| SHORT PROBLEM |
Would you retype, word for word, the line with "Exercise. Mark the dark brown" and every line after it through the end of the records below?

* * *

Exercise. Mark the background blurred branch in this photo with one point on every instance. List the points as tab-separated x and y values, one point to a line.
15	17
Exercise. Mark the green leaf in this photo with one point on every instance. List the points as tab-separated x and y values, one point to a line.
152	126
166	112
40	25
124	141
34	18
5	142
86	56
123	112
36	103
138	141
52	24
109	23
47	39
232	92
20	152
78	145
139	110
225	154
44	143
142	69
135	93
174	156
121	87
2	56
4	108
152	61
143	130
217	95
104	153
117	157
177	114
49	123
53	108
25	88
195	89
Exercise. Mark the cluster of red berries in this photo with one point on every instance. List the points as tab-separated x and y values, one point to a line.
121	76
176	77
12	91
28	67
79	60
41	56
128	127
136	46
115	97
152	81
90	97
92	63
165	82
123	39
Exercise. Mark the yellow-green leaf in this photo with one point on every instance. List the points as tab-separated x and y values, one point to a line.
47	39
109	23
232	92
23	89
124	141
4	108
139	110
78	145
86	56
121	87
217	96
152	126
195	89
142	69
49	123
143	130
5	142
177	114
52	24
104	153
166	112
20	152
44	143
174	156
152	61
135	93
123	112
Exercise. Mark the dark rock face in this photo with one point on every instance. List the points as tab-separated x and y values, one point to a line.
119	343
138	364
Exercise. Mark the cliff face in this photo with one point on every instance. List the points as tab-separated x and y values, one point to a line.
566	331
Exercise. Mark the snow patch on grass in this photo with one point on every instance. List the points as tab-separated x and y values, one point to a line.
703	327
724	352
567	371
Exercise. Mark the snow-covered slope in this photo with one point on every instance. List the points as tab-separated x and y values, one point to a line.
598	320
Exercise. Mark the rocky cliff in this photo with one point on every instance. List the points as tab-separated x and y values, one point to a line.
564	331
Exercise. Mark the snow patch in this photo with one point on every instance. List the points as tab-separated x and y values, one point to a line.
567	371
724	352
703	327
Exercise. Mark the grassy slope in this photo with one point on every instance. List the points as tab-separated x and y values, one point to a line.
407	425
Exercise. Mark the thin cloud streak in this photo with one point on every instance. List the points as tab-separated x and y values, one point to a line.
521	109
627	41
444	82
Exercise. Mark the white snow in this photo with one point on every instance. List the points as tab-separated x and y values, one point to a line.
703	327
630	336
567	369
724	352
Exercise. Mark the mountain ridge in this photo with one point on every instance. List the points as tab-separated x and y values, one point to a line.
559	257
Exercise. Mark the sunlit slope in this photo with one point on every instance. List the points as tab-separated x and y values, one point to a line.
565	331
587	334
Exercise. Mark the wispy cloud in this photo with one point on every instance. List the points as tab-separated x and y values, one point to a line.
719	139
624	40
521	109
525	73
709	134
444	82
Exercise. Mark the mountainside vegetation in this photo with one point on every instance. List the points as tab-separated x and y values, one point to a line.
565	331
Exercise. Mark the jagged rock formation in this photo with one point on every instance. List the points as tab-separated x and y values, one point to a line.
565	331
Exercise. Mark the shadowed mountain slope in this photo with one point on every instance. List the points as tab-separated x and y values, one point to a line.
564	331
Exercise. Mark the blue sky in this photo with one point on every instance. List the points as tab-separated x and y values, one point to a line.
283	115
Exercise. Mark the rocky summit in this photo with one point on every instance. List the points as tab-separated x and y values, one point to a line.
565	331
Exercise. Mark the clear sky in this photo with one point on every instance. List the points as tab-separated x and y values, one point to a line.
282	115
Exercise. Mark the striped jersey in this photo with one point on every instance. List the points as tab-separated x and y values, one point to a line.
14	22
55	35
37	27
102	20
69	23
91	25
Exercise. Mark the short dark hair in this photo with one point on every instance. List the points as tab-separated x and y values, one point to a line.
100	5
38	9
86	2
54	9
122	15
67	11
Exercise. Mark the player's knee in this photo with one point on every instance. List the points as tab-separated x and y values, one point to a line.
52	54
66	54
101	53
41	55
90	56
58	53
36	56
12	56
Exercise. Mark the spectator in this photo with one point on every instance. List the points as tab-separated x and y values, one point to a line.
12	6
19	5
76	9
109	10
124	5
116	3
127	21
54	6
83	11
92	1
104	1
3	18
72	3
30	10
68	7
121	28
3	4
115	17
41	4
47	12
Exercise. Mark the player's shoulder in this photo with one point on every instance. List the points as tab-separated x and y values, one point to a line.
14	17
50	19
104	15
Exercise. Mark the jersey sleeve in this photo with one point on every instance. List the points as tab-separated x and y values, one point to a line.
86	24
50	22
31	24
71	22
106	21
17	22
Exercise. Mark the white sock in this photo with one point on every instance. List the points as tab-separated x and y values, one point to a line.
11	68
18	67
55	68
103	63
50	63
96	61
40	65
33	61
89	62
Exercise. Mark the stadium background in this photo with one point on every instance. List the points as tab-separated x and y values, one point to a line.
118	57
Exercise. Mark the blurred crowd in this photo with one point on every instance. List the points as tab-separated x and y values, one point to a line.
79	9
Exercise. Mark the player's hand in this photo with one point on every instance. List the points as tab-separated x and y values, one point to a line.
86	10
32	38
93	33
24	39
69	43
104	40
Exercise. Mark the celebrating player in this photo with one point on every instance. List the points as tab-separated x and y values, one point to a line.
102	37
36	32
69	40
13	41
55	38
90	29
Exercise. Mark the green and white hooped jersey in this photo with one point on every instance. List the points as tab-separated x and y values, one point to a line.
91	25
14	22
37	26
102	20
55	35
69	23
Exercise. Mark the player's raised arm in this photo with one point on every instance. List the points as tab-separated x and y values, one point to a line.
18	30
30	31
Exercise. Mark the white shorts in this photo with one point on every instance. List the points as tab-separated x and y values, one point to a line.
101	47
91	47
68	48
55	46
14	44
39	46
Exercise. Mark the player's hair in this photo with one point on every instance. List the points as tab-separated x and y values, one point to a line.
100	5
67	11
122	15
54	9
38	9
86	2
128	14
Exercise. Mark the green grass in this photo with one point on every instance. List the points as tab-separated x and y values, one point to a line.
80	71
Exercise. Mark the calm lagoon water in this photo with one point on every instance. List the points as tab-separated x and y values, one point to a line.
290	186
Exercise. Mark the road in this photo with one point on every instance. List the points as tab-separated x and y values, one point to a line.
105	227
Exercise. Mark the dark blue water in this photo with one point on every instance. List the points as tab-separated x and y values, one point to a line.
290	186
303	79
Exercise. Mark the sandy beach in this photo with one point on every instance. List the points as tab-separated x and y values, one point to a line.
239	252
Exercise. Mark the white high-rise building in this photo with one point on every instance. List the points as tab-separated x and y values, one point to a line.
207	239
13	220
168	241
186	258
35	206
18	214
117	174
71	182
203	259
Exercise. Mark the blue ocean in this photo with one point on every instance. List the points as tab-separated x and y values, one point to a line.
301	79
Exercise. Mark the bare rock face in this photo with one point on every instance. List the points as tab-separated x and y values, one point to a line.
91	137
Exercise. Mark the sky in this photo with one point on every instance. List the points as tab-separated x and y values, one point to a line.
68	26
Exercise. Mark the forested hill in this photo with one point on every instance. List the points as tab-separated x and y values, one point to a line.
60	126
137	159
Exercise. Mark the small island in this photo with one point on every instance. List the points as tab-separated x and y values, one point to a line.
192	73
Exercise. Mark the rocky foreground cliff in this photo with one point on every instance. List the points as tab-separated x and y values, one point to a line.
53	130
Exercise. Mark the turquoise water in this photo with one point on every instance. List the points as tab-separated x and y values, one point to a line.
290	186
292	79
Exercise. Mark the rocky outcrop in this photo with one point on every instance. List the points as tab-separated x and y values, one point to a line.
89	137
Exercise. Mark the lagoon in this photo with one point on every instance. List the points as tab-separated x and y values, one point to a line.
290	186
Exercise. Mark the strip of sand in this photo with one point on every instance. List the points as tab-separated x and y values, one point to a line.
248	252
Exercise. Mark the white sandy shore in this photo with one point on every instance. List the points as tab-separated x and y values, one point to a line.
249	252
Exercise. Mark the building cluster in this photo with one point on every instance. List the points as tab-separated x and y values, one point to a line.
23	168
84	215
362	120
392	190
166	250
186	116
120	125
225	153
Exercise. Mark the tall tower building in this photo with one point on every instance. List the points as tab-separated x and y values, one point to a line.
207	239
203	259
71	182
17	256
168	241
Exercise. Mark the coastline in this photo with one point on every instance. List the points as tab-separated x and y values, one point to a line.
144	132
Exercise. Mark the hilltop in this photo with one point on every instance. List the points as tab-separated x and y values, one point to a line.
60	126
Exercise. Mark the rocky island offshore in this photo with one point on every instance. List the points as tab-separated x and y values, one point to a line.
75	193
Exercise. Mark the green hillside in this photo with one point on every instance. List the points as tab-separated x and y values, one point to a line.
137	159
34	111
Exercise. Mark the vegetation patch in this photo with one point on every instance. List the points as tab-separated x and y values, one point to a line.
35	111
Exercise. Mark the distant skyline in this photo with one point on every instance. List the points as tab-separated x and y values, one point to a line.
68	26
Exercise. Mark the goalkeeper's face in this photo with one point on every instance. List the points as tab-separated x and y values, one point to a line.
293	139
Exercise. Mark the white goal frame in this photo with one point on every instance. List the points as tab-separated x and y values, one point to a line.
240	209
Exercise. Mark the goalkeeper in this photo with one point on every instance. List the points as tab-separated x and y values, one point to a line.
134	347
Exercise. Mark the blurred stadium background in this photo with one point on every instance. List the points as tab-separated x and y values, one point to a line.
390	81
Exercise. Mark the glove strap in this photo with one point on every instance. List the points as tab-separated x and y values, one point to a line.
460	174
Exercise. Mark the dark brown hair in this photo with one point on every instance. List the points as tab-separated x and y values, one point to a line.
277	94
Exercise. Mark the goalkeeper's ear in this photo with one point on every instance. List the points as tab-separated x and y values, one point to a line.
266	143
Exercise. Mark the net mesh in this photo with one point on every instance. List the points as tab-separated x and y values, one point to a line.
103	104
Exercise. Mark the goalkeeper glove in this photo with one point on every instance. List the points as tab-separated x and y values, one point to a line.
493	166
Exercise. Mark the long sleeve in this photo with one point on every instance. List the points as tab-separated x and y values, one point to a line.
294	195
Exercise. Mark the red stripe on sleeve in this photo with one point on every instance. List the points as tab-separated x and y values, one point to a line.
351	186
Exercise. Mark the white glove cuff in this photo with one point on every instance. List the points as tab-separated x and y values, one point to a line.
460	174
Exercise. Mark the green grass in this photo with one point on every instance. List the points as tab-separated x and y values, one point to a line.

* * *

| RESPONSE |
Exercise. Mark the dark brown hair in this photo with one point on every instance. List the points as tab-separated x and y values, one point to a line.
277	94
Exercise. Mark the goalkeeper's ear in this photo with one point on every instance. List the points as tab-separated x and y values, one point to a line.
266	143
Exercise. Mark the net mesh in this photo with one point on every instance. List the points as tab-separated x and y values, one point to a line.
103	104
Exercise. Mark the goalkeeper glove in this photo with one point on every instance. List the points as tab-separated x and y values, one point to a line.
493	166
Exercise. Mark the long sleeve in this photo with one point on every instance. List the points as tab-separated x and y values, one point to a line.
294	195
Exercise. Mark the red stripe on sleeve in this photo with one point on every instance. List the points as tab-separated x and y values, one point to a line.
351	186
Exercise. Mark the white glove cuff in this photo with one point on every instance. List the points as tab-separated x and y values, one point to a line.
460	174
Exercise. Mark the green grass in this photo with one point on every instance. List the points as tab-separated x and y values, one point to a line.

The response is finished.